**Exercise description:** Please repeat the material below line for line, changing nothing.

**Data for the task:**
******************************

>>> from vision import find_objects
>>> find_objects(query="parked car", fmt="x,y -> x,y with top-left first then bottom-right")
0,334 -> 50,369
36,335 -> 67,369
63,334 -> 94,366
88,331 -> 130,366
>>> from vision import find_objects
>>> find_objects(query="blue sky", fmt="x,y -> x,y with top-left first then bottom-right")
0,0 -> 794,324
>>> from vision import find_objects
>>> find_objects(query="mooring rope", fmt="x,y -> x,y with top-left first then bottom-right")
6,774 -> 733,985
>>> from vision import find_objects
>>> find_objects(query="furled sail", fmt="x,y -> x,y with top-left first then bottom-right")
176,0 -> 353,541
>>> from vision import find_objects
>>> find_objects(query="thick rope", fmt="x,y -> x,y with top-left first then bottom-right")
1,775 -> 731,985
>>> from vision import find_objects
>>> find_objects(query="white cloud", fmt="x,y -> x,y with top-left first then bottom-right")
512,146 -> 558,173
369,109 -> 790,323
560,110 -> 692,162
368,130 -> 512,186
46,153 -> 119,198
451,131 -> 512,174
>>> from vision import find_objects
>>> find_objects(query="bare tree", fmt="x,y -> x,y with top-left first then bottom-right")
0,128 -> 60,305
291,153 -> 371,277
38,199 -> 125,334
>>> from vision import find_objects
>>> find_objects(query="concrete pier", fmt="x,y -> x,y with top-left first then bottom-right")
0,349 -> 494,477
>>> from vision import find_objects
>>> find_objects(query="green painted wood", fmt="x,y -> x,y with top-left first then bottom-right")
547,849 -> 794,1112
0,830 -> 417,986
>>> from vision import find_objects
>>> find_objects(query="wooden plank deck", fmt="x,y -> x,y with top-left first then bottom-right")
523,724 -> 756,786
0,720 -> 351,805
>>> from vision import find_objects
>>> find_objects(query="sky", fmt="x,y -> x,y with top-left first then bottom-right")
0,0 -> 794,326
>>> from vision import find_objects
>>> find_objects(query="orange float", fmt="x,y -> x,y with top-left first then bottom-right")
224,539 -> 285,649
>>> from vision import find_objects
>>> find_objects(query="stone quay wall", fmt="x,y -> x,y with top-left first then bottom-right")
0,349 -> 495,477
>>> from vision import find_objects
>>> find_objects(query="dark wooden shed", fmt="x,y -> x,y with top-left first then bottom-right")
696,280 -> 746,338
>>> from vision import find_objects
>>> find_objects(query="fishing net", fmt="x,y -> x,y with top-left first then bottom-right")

******************************

**Solution to this problem:**
>>> from vision import find_objects
>>> find_objects(query="parked car", fmt="x,y -> x,y with top-left first then bottom-right")
0,334 -> 50,369
36,335 -> 67,369
63,334 -> 94,366
88,331 -> 130,366
>>> from vision import find_objects
>>> find_objects(query="blue sky", fmt="x,y -> x,y with top-left first then bottom-right")
0,0 -> 794,324
>>> from vision import find_objects
>>> find_objects(query="mooring rope", fmt="x,y -> x,y with top-left first then bottom-right")
6,774 -> 733,985
>>> from vision import find_objects
>>> find_objects(query="furled sail", fmt="x,y -> x,y with top-left first then bottom-right")
176,0 -> 353,541
>>> from vision import find_objects
>>> find_objects(query="thick rope", fmt="x,y -> x,y with top-left first then bottom-right")
1,775 -> 731,985
>>> from vision import find_objects
>>> find_objects(query="white cloud", fmt="x,y -> x,y with top-left first then bottom-right")
512,146 -> 558,173
369,109 -> 790,323
560,110 -> 692,162
368,130 -> 512,186
46,153 -> 119,198
451,131 -> 512,174
>>> from vision import find_objects
>>> find_objects(query="bare tree", fmt="x,y -> x,y with top-left first then bottom-right")
0,128 -> 60,305
291,153 -> 371,277
38,199 -> 125,334
>>> from vision import find_objects
>>> find_objects(query="concrete pier", fmt="x,y -> x,y with top-left first then bottom-right")
0,349 -> 494,477
>>> from vision import find_objects
>>> find_objects(query="green painted wood", fmt="x,y -> x,y with top-left first then bottom-right")
547,849 -> 794,1112
0,830 -> 417,986
>>> from vision import find_objects
>>> find_objects(query="wooden plank deck", fmt="x,y -> x,y with top-left first then bottom-right")
523,724 -> 756,786
0,720 -> 351,805
>>> from vision import find_objects
>>> find_objects(query="sky", fmt="x,y -> x,y with top-left first then bottom-right")
0,0 -> 794,326
>>> from vision import find_objects
>>> find_objects(query="orange float", fmt="x,y -> x,y with top-left first then bottom-right")
224,539 -> 285,649
>>> from vision import find_objects
>>> find_objects(query="stone quay wall", fmt="x,y -> x,y with top-left first then bottom-right")
0,349 -> 495,477
>>> from vision import find_objects
>>> find_objects(query="dark wooden shed", fmt="x,y -> x,y with top-left first then bottom-right")
696,280 -> 746,338
>>> from vision import find_objects
>>> find_objects(query="fishing net", fmt="x,y -> x,y with top-left first then bottom-right")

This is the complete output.